[WHAT THE TASK ASKS] Reproduce the data below verbatim, from the line containing "Note: spot the excavated" through the end of the data, both ends included. Leave the pictures out of your answer.

-- begin GIVEN RECORDS --

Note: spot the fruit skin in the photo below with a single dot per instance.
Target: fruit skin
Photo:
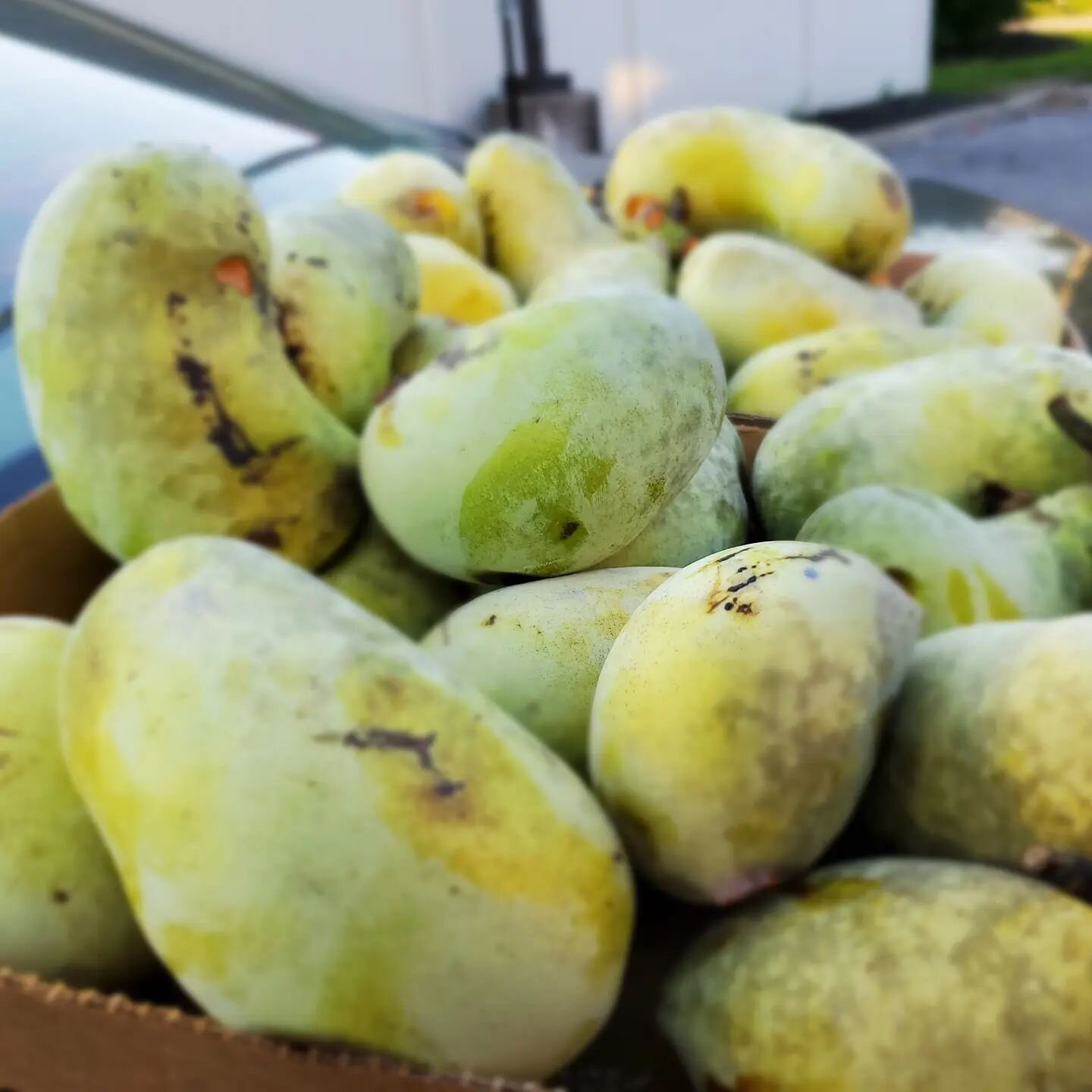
(1032, 563)
(990, 296)
(987, 751)
(898, 975)
(427, 337)
(962, 426)
(704, 171)
(347, 288)
(771, 382)
(627, 265)
(454, 285)
(377, 576)
(62, 912)
(734, 723)
(534, 212)
(325, 836)
(419, 193)
(543, 441)
(708, 516)
(536, 649)
(754, 293)
(152, 369)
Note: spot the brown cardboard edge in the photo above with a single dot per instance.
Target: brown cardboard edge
(56, 1039)
(49, 566)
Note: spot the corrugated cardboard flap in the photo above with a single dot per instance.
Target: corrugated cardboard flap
(54, 1039)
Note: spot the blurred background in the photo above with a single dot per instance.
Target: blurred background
(984, 105)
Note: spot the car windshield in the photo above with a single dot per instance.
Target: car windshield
(56, 111)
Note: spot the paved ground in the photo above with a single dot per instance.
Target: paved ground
(1037, 156)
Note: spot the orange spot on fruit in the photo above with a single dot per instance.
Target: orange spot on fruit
(235, 272)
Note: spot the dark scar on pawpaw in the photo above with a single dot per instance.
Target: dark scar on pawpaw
(678, 206)
(389, 739)
(265, 535)
(295, 350)
(461, 353)
(893, 193)
(225, 432)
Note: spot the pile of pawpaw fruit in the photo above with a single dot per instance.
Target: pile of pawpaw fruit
(452, 623)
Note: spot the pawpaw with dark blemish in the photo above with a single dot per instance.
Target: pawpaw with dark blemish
(739, 169)
(880, 975)
(745, 739)
(1035, 563)
(328, 836)
(343, 310)
(153, 369)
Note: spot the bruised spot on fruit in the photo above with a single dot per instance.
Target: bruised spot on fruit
(294, 345)
(905, 579)
(893, 193)
(678, 208)
(1068, 871)
(265, 535)
(225, 434)
(461, 350)
(389, 739)
(432, 206)
(235, 272)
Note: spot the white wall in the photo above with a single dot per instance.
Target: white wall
(441, 59)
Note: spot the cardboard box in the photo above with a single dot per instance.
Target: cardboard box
(54, 1039)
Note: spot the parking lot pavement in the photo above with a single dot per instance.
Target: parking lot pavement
(1037, 155)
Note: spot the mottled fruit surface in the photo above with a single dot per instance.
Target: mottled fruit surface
(419, 193)
(154, 372)
(1031, 563)
(347, 290)
(987, 752)
(456, 287)
(754, 293)
(538, 649)
(772, 381)
(543, 441)
(62, 912)
(697, 171)
(988, 296)
(965, 426)
(708, 516)
(535, 213)
(379, 577)
(899, 975)
(323, 834)
(629, 265)
(734, 723)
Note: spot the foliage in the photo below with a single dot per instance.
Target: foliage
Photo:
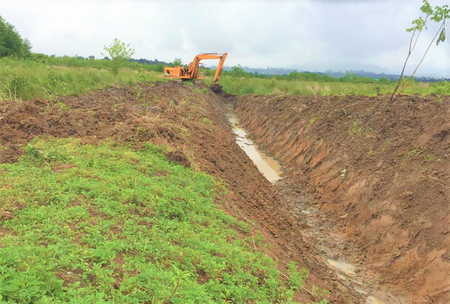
(27, 79)
(278, 85)
(120, 53)
(438, 14)
(238, 71)
(11, 43)
(105, 223)
(177, 62)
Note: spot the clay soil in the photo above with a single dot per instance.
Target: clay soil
(190, 121)
(377, 177)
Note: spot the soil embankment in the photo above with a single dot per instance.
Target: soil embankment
(380, 174)
(190, 120)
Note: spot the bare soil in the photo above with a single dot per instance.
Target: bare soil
(378, 178)
(193, 126)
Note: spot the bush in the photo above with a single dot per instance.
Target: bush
(11, 43)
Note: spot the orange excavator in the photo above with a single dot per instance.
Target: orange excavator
(193, 71)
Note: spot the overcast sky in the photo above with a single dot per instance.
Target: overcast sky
(315, 35)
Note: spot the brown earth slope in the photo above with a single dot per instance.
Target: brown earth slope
(380, 172)
(190, 121)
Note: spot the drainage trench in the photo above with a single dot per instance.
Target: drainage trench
(347, 273)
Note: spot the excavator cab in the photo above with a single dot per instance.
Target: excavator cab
(193, 70)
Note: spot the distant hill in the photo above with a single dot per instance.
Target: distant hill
(269, 71)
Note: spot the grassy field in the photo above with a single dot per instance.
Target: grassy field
(264, 86)
(107, 224)
(24, 79)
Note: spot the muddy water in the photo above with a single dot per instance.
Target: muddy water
(271, 169)
(347, 272)
(268, 166)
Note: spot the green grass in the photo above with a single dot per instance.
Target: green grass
(265, 86)
(25, 79)
(108, 224)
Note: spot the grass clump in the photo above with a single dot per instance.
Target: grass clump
(26, 79)
(108, 224)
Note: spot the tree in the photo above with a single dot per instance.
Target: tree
(11, 43)
(177, 62)
(120, 53)
(437, 14)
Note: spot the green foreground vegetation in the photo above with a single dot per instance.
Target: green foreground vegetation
(108, 224)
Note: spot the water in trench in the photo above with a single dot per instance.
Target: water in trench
(271, 169)
(268, 166)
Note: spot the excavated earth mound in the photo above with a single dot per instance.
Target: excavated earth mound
(191, 122)
(380, 172)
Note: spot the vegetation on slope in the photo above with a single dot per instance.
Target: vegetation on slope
(104, 223)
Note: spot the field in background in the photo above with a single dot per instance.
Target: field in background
(24, 79)
(27, 79)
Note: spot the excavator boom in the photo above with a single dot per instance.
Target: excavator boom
(193, 70)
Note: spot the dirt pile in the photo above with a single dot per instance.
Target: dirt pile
(381, 173)
(190, 121)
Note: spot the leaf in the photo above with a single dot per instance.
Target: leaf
(441, 37)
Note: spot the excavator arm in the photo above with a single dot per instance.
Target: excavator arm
(193, 70)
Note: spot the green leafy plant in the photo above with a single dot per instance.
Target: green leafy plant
(126, 226)
(120, 53)
(11, 43)
(437, 14)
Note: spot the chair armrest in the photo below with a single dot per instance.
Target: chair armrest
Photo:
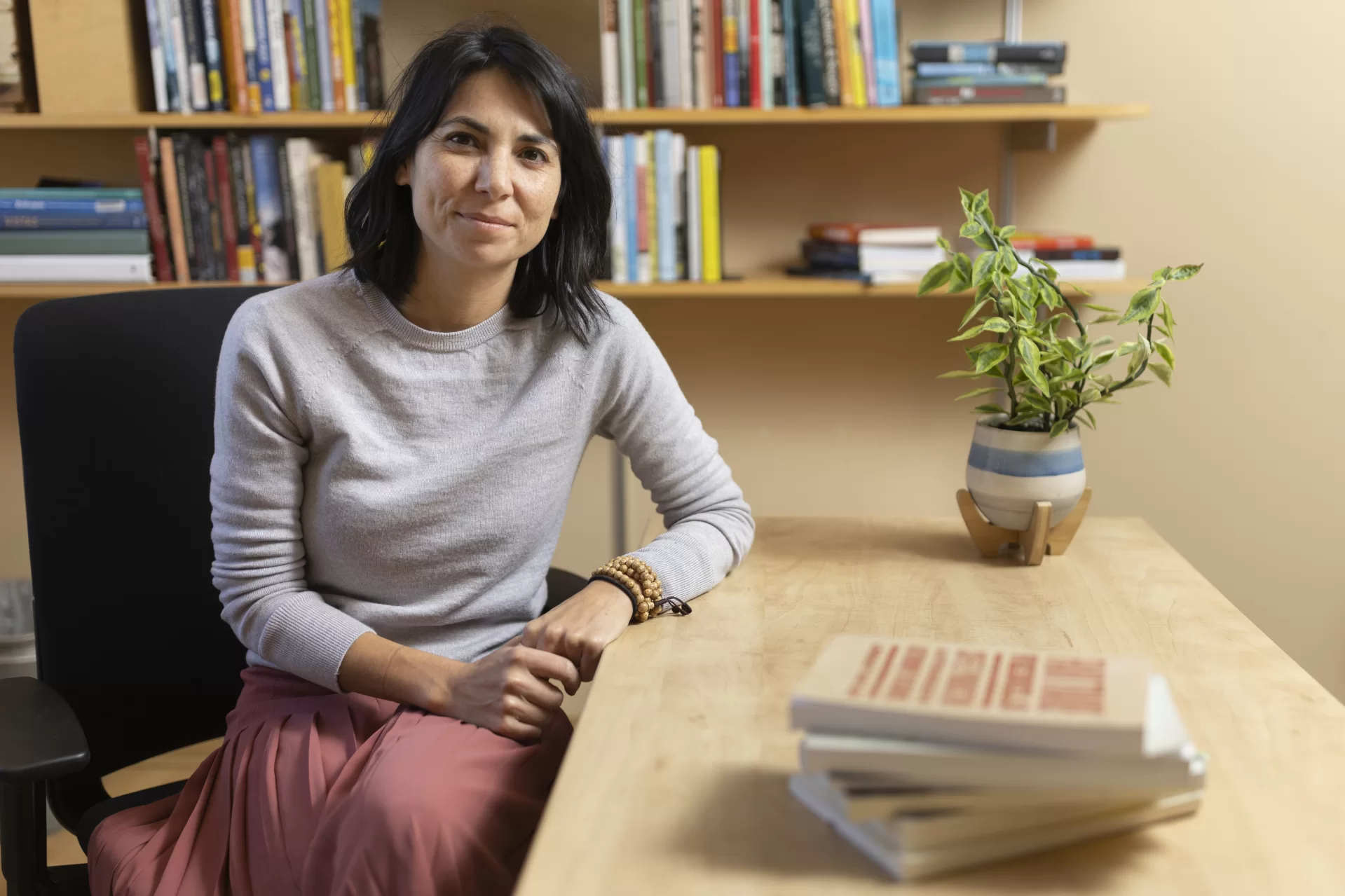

-- end GIVEN RECORDS --

[PROBLEM SOLUTION]
Note: spot the excavated earth mound in the photo above with a single dot per instance.
Target: excavated earth mound
(191, 122)
(380, 172)
Note: spot the vegetation on slope in the photo above with a single dot per instance.
Target: vegetation on slope
(104, 223)
Note: spot the field in background in the photo above with a single dot per instance.
Target: field in background
(24, 79)
(27, 79)
Note: spot the excavator boom in the photo above with a single dot per instance.
Target: excavator boom
(193, 70)
Note: spot the dirt pile in the photo above with a single dot per instance.
Target: dirt pile
(381, 173)
(190, 121)
Note: spot the leaf in the photo above with a single dot per instance.
Target: leaf
(441, 37)
Note: spot the excavator arm in the photo above with a single dot per instance.
Target: excavator arm
(193, 70)
Note: spot the green leafy plant in the photo above with a single dot per instance.
Target: green leafy plant
(126, 226)
(120, 53)
(11, 43)
(437, 14)
Note: spot the chair armrest in the photo below with a single dot per instance.
Target: chair armrest
Photo:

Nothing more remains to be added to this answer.